Show every line of the entries below that contains the string "fence", matching case exactly.

**DATA:**
····················

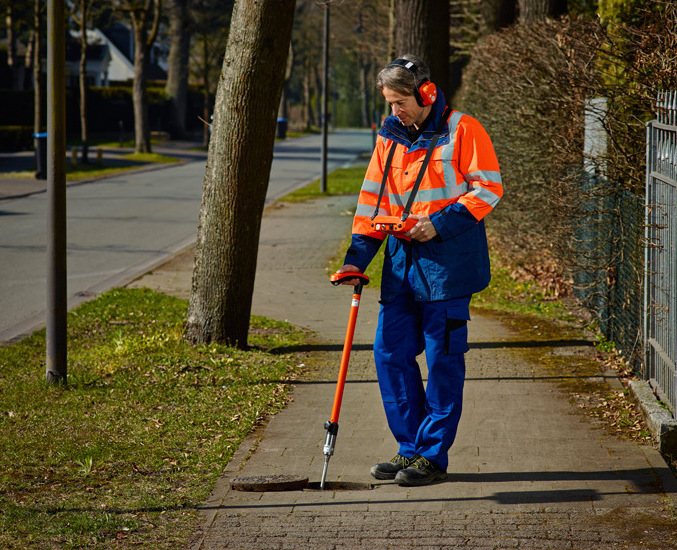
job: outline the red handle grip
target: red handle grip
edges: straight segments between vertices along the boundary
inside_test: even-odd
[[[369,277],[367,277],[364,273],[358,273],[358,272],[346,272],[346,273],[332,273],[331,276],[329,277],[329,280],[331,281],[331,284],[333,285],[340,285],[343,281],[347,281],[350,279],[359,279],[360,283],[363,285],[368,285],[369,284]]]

····················

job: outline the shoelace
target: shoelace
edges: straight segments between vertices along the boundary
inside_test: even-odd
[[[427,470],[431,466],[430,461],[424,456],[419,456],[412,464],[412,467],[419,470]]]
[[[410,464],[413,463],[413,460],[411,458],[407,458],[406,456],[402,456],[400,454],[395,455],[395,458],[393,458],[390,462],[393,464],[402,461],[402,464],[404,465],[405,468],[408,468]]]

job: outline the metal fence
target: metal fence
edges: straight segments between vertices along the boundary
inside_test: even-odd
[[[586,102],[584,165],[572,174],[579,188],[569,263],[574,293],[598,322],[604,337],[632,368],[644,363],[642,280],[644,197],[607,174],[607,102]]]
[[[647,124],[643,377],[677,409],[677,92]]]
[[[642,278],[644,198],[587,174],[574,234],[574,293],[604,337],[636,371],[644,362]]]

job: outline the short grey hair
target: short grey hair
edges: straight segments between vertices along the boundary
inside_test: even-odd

····················

**RESULT:**
job: outline the metal fence
target: metal fence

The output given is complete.